● **Stated problem a**
Write out each line in the rows below that contains "Target", matching upper and lower case exactly.

● **Page excerpt**
= = = =
The Design of Business | The Business of Design

Late last fall, my Creative Director and I had the pleasure of spending a beautiful weekend in New Haven, CT. No, “leaf-peeping” was not our first priority, although we did see nature majestically transform before our eyes, confirming the reality that change is constant. Both metaphorically and literally. Yes, change is coming, regardless of our disposition toward it.

More specifically, we were searching for further evidence of a change in thinking and behavior. We were attending an awe-inspiring conference, “The Design of Business | The Business of Design,” hosted by AIGA and Design Observer, held at the Yale School of Management, and including industry leaders, founders, CEOs, and designers. Our mission was to ponder, discuss, and hear case studies with this hypothesis in mind:

If design is critical to the success of the modern business enterprise, what are the core values and best practices that support that success? What impact is design itself having on the practice and process of business? And what does the business of design actually look like? 

What we observed, heard, and learned only reaffirmed many of our existing beliefs, based on where our own business is and where it’s headed. I’ve bundled them into these four easy-to-digest groups.

1. The C-Suite Is Changing

It does not matter what App you open, what magazine, web site, or blog you read, the word “design” pops up everywhere. DESIGN is the most overused and most misunderstood word [except maybe “Brand”] in modern business. However, both words are among the most important to your business’s future.

“Design Thinking,” a process BOLTGROUP has practiced since its inception, is now a resume qualifier for executives. McKinsey recently released a report on the value of design. Are we witnesses to a sea change in the C-suite? Have the boardroom doors been flung open to invite design a seat at the table? Perhaps. Large corporations like IBM, PepsiCo, and others have brought design to the center of the organizations, mimicking the Apples, Nikes, and Herman Millers of the world, who have long revered design as a business practice and process, as is evident through their business performance.

IBM now assigns a design principal and team to every unit of their business organizations, looking to develop and drive best practices from a human-centered perspective. PepsiCo’s global design officer and his team report directly to the CEO.
= = = =
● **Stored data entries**

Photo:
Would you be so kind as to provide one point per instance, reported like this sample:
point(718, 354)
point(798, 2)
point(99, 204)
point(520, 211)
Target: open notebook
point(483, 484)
= = = =
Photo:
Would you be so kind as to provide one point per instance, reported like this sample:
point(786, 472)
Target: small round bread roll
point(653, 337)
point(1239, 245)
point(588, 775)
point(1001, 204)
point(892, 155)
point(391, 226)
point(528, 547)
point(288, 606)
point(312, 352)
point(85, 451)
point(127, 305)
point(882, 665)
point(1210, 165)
= = = =
● **Stated problem b**
Pick up the write-up on the design-and-business conference after its last sentence and keep it going.

● **Output a**
Target: open notebook
Target: small round bread roll

● **Output b**
2. Good Design Is Good Business

Chairman and CEO of IBM from 1952 and 1971, Thomas J. Watson once declared rightly, “Good design is good business.” But somehow, over the last 40 years, business has lost its way. Or never got on the path in the first place. Organizational best practices (except for R&D and perhaps new product development) did not understand or didn’t buy into what design was and is—an all-pervasive and ongoing activity. (Not even marketing for the most part, which one might think would quickly adopt design as norm.) Design is a process. A discipline. A systematic way of thinking and doing. It collects input from thoughtful research and creative thinking, then uses a human-centered approach to turn those insights and ideas into meaningful innovation. When deployed in every aspect of your business, thoughtfully and consistently, design becomes good business. It affects the culture and the bottom line from every perspective—from efficiency to valuation, from innovation to ROI.

3. The Value of Design Is Increasing The Value of Business

Design-led businesses identified in the Design Value Index (DVI) outperformed those on the S&P 500 by more than 200% from 2004 to 2014. With numbers like that, how can any CEO not be moving mountains to bring design into their business’s culture and central core? (Unless they are on their way out.) As CEO, your primary responsibility is to bring shareholder wealth and business success. What better way to do that, and fulfill the true purpose of your organization, than to introduce, re-instill or re-invigorate design as the most central, most cultural, and perhaps most important part of your business?

4. Design Is Everything

We are a design innovation firm. We design brands, products, and experiences that people love. (Including Award Jurors!) Our belief is that design is everything. Design, as a practice and a process, when deployed properly within your organization, can and will provide insights that inform critical decisions that make business easier, more effective, more unique, more desirable, more believable, more ownable, more defensible, and more sustainable. Every touchpoint of an organization, from brand to product to communication—both internal and external—is influenced and made easier by design.

Integrating design as a core element of your business is no longer a luxury, if it ever was. It is a necessity. Design is always present. It can be intentional and planned, or it can be unintentional and unplanned. The latter is why thousands of businesses fall short of their potential.

2019 is about change. For us, it is also about design, as it has been every year for the past 33 (and counting). We’re here to help a select clientele find that convergence of design and change that moves their brand and product forward to a position of preference in the marketplace. Because the design of business is the business of design.

We should know.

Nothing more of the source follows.